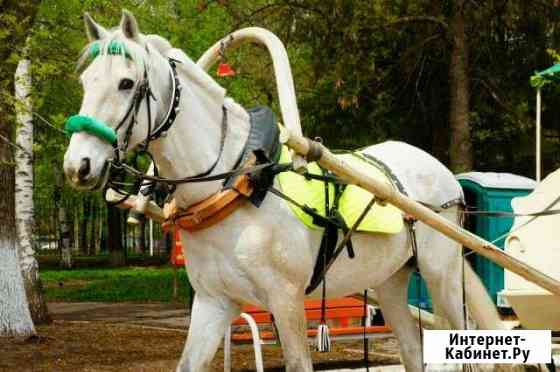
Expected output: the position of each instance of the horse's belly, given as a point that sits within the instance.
(378, 256)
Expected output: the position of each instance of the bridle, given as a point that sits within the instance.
(142, 93)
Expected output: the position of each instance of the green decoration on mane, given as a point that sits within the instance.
(115, 48)
(79, 123)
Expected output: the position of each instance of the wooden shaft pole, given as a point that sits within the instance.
(386, 191)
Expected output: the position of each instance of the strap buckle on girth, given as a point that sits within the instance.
(211, 210)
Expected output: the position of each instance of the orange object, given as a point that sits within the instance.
(225, 70)
(211, 210)
(341, 310)
(178, 255)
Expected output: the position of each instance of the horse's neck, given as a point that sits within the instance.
(192, 144)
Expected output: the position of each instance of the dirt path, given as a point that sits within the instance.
(146, 337)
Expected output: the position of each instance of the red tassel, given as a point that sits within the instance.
(224, 70)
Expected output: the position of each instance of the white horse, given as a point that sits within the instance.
(265, 255)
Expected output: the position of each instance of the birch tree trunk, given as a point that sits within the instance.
(24, 193)
(15, 319)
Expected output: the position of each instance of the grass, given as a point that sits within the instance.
(128, 284)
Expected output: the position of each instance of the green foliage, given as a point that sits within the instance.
(364, 72)
(134, 284)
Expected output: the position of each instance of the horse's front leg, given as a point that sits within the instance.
(210, 318)
(289, 316)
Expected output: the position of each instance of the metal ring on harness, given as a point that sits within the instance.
(315, 150)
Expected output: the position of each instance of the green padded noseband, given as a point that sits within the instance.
(81, 123)
(115, 48)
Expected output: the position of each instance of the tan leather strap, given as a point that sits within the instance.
(211, 210)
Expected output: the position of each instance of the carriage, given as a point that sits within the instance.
(264, 255)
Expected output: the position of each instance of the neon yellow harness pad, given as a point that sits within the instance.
(380, 219)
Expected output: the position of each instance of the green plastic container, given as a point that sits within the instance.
(484, 192)
(492, 192)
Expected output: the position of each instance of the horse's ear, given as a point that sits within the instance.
(129, 26)
(93, 30)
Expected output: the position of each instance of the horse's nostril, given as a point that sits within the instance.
(84, 169)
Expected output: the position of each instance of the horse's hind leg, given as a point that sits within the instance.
(289, 316)
(209, 319)
(393, 299)
(441, 266)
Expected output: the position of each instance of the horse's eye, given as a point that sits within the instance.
(126, 84)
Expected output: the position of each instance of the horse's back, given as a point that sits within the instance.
(423, 177)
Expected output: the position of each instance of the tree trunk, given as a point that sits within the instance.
(86, 203)
(24, 194)
(117, 255)
(15, 318)
(460, 147)
(142, 236)
(64, 232)
(93, 222)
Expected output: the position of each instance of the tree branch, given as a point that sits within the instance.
(420, 19)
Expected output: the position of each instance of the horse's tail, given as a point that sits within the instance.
(479, 303)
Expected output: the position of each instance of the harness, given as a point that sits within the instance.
(251, 179)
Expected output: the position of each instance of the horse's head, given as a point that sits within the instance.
(114, 114)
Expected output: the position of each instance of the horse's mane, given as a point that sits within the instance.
(117, 44)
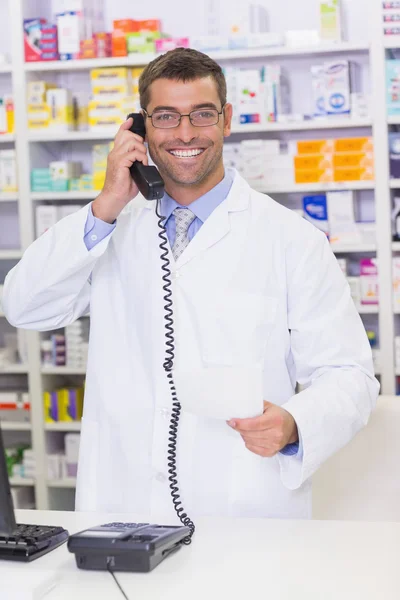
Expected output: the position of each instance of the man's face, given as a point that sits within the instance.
(166, 145)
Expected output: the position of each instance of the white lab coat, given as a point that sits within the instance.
(257, 287)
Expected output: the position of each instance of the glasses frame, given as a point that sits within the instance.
(219, 113)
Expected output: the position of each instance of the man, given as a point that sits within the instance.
(259, 303)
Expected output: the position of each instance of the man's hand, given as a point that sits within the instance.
(268, 434)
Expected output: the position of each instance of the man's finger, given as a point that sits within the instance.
(253, 424)
(264, 452)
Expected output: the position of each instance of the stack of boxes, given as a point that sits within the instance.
(7, 121)
(8, 171)
(63, 462)
(112, 99)
(56, 178)
(391, 19)
(329, 160)
(258, 95)
(334, 214)
(260, 162)
(15, 406)
(49, 107)
(132, 37)
(63, 405)
(40, 40)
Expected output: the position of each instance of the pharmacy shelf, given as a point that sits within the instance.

● **Task prompt**
Repeat the records word for word. Any picture in them should be left out.

● **Exercise answer**
Expected output: the position of each instance of the horse's belly, given as a point that sits within the instance.
(378, 256)
Expected output: the position of each instance of the bridle, given as a point that sits within the instance.
(142, 93)
Expected output: the position of each instance of the green decoration on mane, given as a point that sits within the instance.
(115, 48)
(79, 123)
Expected output: the position of each instance of the wooden shaft pole, given as a point that sits within the instance.
(386, 191)
Expected output: the position of each instance of the strap buckle on girth, given as a point that sits within the instance.
(211, 210)
Expected output: the position of each instance of the orange object, given as a point that sits within the instance.
(225, 70)
(211, 210)
(341, 310)
(178, 255)
Expected output: the position of each instance of the horse's neck, given as a point that sits within the instance.
(192, 144)
Expected output: the position of each instance of the dirt path, given as a point that sits within the instance.
(146, 337)
Expected output: the position of each instance of the red tassel, given as a point that sits within the instance.
(224, 70)
Expected output: the position of each instance of the white horse, given as a point that sits within the instance.
(265, 255)
Expected output: the position of each instance of the birch tree trunk, given as a point that sits within the instance.
(24, 193)
(15, 319)
Expected output: the position of each instance of the grass, given as a point that sits within the instance.
(128, 284)
Expected output: the position of each instance of the green foliage, given as a point that sits within the instance.
(364, 72)
(134, 284)
Expected output: the position of each instance of the horse's front leg, given as a point that sits within the instance.
(210, 318)
(289, 316)
Expected output: the position of each instance of the metal ring on harness, given as a point that sits within the instance.
(315, 150)
Expected output: the position of each instance of the green padded noseband, given as a point that sits within the instance.
(81, 123)
(115, 48)
Expected output: the position of each instance of the tan leather strap, given as a point that sits within the instance.
(211, 210)
Expected output: the position of each instance of the carriage, given as a point that sits within the instance.
(264, 255)
Expected output: the position of each instance of the neon yellow harness pad, given as a point that sits within the instance.
(380, 219)
Expected output: the position of each instance of the green plastic container, given as a point that sits within the instance.
(484, 192)
(492, 192)
Expected output: the position of each instance of the horse's ear, given as a point that sits within the instance.
(129, 26)
(93, 30)
Expected output: the position of each instance of the horse's nostril, given as a point that sits within the instance.
(84, 169)
Expected output: the position of each instance of the horse's hind leg, given as a point that sits within the instance.
(289, 316)
(209, 319)
(393, 299)
(441, 266)
Expected output: the position of each instance of the horse's eye, given as a point that sits within the instance.
(126, 84)
Expected output: the position of each instance of the horse's back, given as a point that sits within the instance.
(423, 177)
Expected output: the position of each instance of the tree trunk, given as a point that sits within the instance.
(86, 203)
(24, 194)
(117, 255)
(15, 318)
(460, 147)
(142, 236)
(64, 232)
(93, 222)
Expected output: the position of each instance of the tree branch, given as a point that sits within the instance.
(420, 19)
Expected output: the position of each instance of the horse's tail, given as a point that sits within the instance.
(479, 303)
Expected output: the position of each instance of the harness, given as a point that sits within the instance.
(251, 179)
Expected output: the position of each instance of the horse's head, given as a point that sits within the instance.
(114, 114)
Expected output: the position of each instance of the horse's mane, given as a point that sits within the instance.
(117, 44)
Expected output: the position of each instance of the man's face, given as a point that sits within the instance.
(166, 145)
Expected output: the position of each instance of the white lab coat, given as a point that sits within the instance.
(257, 287)
Expected output: the position of each instance of the glasses frame, given as a point that sits within the instance.
(219, 113)
Expected output: the position of each instance of the man, given as a point that sits within the instance.
(259, 303)
Expected output: the position of each instance of the man's hand, given as a point that sits within the instance.
(268, 434)
Expected output: the position of each instance of the man's finger, given as a point that sits within the instance.
(253, 424)
(264, 452)
Expected output: the position of each instance of the stack of boxes, given as a point that sits within the instance.
(7, 121)
(8, 171)
(63, 462)
(112, 99)
(56, 178)
(391, 19)
(329, 160)
(258, 95)
(334, 214)
(260, 162)
(15, 406)
(49, 107)
(132, 37)
(63, 405)
(40, 40)
Expected output: the position of each instance of the pharmacy shelf, given as a point that sits within the instance.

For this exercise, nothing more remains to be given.